■ Document extract
I would agree, Martin, that not all notions of the ‘common good’ apply universally to all circumstances. Clearly different cultures, for instance, consequentially bear on these matters. However, I believe the common good does apply to many circumstances, and that the ‘common good’ isn’t just a myth. As only one of many examples, it seems to me that much of what falls under the rubric of ‘justice’ intersects with the ‘common good’. Laws proscribing murder, robbing, stealing, assault and battery, child abuse, rape, arson, and so forth are founded on societal expectations drawn from notions of the ‘common good’. Another example might fall under the rubric of ‘constitutional rights’. These rights are usually spelled out nation by nation, depending on their histories and social order and experiences, but under many systems of government, rights of free speech, assembly, press, religion, petition of the government, due process/fair trials, among others, are regarded, I would offer, as ‘common goods’.

Thomas Scarborough said...

The common good depends on what the good-making characteristic is. The trouble is, no good-making characteristic can be supported by fact, according to the fact-value distinction. In reality good is determined by cultural values, which may mean the same as things 'smuggled in'.

Martin Cohen said...

Yes, we have to be careful. not to use terms that already contains judgements about right and wrong to illustrate that some things are, well, 'right' and others, well, 'wrong'. Robbing someone is commonly accepted as wrong - but taxing them is not. In a war, a lot of values are reversed. We praise people for both 'seizing peroperty' and for killing in wartime.

Keith said...

Yes, Martin, war makes for an interesting case. Are individual wars more, or less, ‘just’ than others, and what makes them so? As you say, war sometimes upturns notions of the ‘common good’ — including, awkwardly, matters of ‘good’ body counts (of the enemy) and ‘bad’ body counts (of one’s own forces). In war, values may prove malleable, not uncommonly for brazenly and shamelessly self-serving purposes. For example, war brings out egregious cases of double standards — better known as hypocrisy. Hegemony is an example. A nation might roundly criticise another nation for using war to abscond with and hold onto territory previously owned by another. Yet that same nation might conveniently pivot in its breathless righteousness in order to justify (rationalise) its own land grab, done at the tip of a spear.

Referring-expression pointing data
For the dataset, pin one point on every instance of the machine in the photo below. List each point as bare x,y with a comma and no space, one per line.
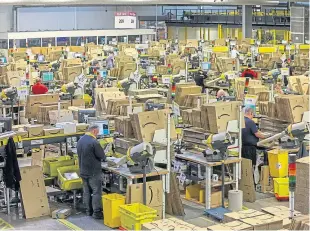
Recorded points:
292,137
217,146
141,158
9,96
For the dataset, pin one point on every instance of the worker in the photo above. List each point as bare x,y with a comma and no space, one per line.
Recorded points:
249,72
250,136
234,53
110,60
90,155
39,88
96,83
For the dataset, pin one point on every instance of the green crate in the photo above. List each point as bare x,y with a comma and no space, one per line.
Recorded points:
51,164
68,185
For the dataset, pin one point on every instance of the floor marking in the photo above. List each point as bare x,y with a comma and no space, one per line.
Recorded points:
69,225
207,219
5,225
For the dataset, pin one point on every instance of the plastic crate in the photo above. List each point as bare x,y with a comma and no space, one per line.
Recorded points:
281,186
111,203
51,164
68,185
278,163
134,215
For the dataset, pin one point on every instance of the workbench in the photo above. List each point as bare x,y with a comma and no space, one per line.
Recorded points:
198,158
131,178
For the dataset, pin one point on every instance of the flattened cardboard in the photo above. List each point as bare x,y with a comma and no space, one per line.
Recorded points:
53,131
35,130
33,192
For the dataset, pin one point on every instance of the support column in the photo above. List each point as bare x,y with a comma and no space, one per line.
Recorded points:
246,21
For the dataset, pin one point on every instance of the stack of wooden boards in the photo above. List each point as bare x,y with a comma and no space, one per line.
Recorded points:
255,220
170,224
302,185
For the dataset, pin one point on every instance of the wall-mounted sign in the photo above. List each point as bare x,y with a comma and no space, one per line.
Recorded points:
125,20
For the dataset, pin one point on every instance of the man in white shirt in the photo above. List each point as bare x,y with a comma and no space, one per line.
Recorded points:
234,53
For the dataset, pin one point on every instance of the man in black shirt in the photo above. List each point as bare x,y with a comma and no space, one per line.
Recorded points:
250,136
90,154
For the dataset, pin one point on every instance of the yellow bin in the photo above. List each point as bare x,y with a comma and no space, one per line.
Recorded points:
111,203
281,186
134,215
278,162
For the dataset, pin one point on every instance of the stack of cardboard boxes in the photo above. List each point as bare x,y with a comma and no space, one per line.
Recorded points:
302,185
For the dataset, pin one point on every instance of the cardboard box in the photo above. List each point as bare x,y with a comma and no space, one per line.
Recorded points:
35,130
22,134
265,222
53,131
14,78
228,217
37,156
70,73
34,197
148,122
154,193
68,127
265,180
291,107
81,127
63,115
219,114
35,101
61,213
182,91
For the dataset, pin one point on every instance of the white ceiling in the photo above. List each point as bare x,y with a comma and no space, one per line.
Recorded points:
139,2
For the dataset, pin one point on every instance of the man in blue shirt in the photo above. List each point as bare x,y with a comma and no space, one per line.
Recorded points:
250,136
90,154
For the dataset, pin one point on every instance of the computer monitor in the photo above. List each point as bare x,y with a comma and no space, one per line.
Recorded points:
205,66
103,73
47,76
103,127
84,114
3,60
41,58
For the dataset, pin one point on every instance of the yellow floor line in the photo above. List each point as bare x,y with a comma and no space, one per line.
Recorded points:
69,225
4,225
207,219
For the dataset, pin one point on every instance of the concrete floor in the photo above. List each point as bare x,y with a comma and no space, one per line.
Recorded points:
79,221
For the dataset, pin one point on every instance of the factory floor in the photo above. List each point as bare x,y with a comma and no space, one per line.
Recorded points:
79,221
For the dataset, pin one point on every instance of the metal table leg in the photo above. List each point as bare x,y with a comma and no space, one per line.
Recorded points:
74,199
208,187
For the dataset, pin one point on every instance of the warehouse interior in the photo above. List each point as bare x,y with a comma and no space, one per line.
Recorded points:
154,115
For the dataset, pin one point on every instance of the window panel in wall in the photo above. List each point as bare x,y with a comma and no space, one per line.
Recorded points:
134,38
111,39
3,43
122,39
46,41
91,39
20,43
63,41
101,40
34,42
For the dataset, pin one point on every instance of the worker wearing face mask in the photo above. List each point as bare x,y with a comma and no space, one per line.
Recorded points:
110,61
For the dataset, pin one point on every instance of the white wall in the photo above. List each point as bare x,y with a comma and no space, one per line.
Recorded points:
6,17
192,33
80,18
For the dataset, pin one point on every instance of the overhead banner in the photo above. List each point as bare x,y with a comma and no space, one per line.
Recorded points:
125,20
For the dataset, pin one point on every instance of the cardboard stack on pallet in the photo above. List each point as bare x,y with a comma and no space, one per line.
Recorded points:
283,212
302,185
35,101
292,107
170,224
146,123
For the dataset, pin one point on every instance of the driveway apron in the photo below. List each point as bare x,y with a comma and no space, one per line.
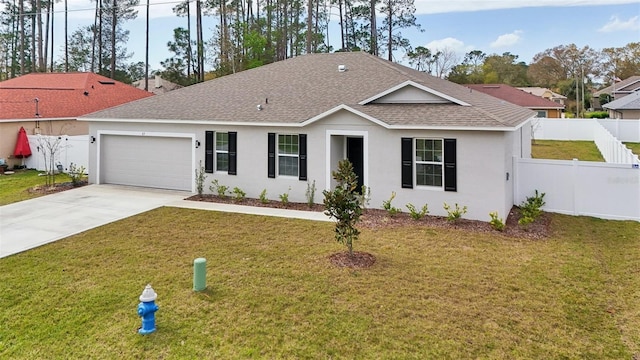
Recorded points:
28,224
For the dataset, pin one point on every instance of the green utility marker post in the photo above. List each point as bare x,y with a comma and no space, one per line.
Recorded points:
199,274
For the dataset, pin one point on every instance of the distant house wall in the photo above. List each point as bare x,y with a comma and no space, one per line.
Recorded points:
624,114
9,133
550,113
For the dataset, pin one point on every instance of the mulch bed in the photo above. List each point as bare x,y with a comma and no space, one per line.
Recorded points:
57,187
371,219
378,218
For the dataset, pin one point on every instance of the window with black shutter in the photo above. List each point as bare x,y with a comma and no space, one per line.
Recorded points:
209,146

■ Work required
Reproduce the entire comment thread on the common good word for word.

■ Finished task
I would agree, Martin, that not all notions of the ‘common good’ apply universally to all circumstances. Clearly different cultures, for instance, consequentially bear on these matters. However, I believe the common good does apply to many circumstances, and that the ‘common good’ isn’t just a myth. As only one of many examples, it seems to me that much of what falls under the rubric of ‘justice’ intersects with the ‘common good’. Laws proscribing murder, robbing, stealing, assault and battery, child abuse, rape, arson, and so forth are founded on societal expectations drawn from notions of the ‘common good’. Another example might fall under the rubric of ‘constitutional rights’. These rights are usually spelled out nation by nation, depending on their histories and social order and experiences, but under many systems of government, rights of free speech, assembly, press, religion, petition of the government, due process/fair trials, among others, are regarded, I would offer, as ‘common goods’.

Thomas Scarborough said...

The common good depends on what the good-making characteristic is. The trouble is, no good-making characteristic can be supported by fact, according to the fact-value distinction. In reality good is determined by cultural values, which may mean the same as things 'smuggled in'.

Martin Cohen said...

Yes, we have to be careful. not to use terms that already contains judgements about right and wrong to illustrate that some things are, well, 'right' and others, well, 'wrong'. Robbing someone is commonly accepted as wrong - but taxing them is not. In a war, a lot of values are reversed. We praise people for both 'seizing peroperty' and for killing in wartime.

Keith said...

Yes, Martin, war makes for an interesting case. Are individual wars more, or less, ‘just’ than others, and what makes them so? As you say, war sometimes upturns notions of the ‘common good’ — including, awkwardly, matters of ‘good’ body counts (of the enemy) and ‘bad’ body counts (of one’s own forces). In war, values may prove malleable, not uncommonly for brazenly and shamelessly self-serving purposes. For example, war brings out egregious cases of double standards — better known as hypocrisy. Hegemony is an example. A nation might roundly criticise another nation for using war to abscond with and hold onto territory previously owned by another. Yet that same nation might conveniently pivot in its breathless righteousness in order to justify (rationalise) its own land grab, done at the tip of a spear.